## Texto para analizar
########################################
Era principios de marzo y sabíamos aún menos de lo poco que sabemos ahora.

«¿Qué tanto cree usted en esto del virus?», me preguntó el comandante. Su trabajo como supervisor del personal de vigilancia hacía que se presentara de vez en cuando en las instalaciones para monitorear la operación y, por lo visto, a dar sus puntos de vista.

«Cien por ciento» –le contesté–, al momento en que sentía esa tensión en mi cuerpo que comenzaba a tornarse familiar y que se había convertido en una alarma de advertencia temprana.

«Pues yo, creo un cincuenta por ciento –contestó el comandante– se me hace que es un tema que sacó el gobierno para distraernos».

«¿Distraernos de que?»– logré articular, sabiendo que mi voz delataba mi desesperación–. Ya para este momento, mi cuerpo estaba totalmente a merced del desbalance químico que me estaban ocasionando este tipo de conversaciones que se tornaban cada vez más frecuentes.

Como la última bocanada de aire de un futuro ahogado, intenté invitar a la reflexión: «¿Que beneficio le puede traer al gobierno el inventar una pandemia?»

«No lo sé –contestó el comandante– solo creo que es un invento para distraer».

Se habían vuelto habituales estos encuentros. Las discusiones por la existencia o no del virus invisible se había tornado una lucha de argumentos. Un juego de «me pongo el cubrebocas mientras me ven», un interrogatorio de «a quien conoces que esté contagiado», un sentenciar «eso no va a pasar aquí», un infundado «son puros cuentos».

Caí en la cuenta de que ea covid, antes de atacar nuestro sistema respiratorio, estaba atacando nuestro sistema de creencias. La guerra contra la pandemia se libraba tanto en la salas de cuidado intensivo, como en el discurso público y el inconsciente colectivo. La información sobre la pandemia pasaba por el cedazo de nuestras creencias, valores y percepciones, para poder después traducirse en la acción que fuera más conveniente a nuestros intereses y valores.
########################################
## Datos de localización con un punto por instancia
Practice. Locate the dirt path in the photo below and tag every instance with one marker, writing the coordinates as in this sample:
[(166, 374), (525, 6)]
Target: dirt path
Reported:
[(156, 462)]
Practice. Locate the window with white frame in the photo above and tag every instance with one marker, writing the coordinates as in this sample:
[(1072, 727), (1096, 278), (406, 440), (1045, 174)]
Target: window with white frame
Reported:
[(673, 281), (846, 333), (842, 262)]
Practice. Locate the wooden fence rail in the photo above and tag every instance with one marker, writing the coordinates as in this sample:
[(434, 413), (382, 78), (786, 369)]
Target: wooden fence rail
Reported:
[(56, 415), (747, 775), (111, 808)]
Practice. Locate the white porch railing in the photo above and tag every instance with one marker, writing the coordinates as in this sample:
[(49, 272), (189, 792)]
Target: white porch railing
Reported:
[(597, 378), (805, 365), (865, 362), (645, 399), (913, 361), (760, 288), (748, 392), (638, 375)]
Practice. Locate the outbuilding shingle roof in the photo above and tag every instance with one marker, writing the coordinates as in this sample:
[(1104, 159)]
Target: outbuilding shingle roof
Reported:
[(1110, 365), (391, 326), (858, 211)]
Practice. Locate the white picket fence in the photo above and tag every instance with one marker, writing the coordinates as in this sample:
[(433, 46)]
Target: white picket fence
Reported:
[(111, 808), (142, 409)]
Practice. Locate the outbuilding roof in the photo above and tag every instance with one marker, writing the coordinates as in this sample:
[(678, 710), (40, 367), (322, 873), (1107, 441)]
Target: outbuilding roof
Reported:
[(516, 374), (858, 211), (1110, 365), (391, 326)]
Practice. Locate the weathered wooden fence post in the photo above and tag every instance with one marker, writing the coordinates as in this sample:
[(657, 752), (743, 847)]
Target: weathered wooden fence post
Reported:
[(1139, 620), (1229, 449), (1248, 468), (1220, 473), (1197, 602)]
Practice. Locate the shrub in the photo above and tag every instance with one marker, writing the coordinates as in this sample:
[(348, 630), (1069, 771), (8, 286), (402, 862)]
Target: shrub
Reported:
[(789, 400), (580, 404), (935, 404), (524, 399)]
########################################
## Explora el material
a) Reproduce textualmente el fragmento del texto sobre la pandemia que empieza en las palabras «Era principios de» y termina después de «puntos de vista.».
b) Según el texto sobre la pandemia, ¿en qué porcentaje dice el comandante que cree en el virus?

## Respuestas por número
a)
Era principios de marzo y sabíamos aún menos de lo poco que sabemos ahora.

«¿Qué tanto cree usted en esto del virus?», me preguntó el comandante. Su trabajo como supervisor del personal de vigilancia hacía que se presentara de vez en cuando en las instalaciones para monitorear la operación y, por lo visto, a dar sus puntos de vista.

b) En un cincuenta por ciento.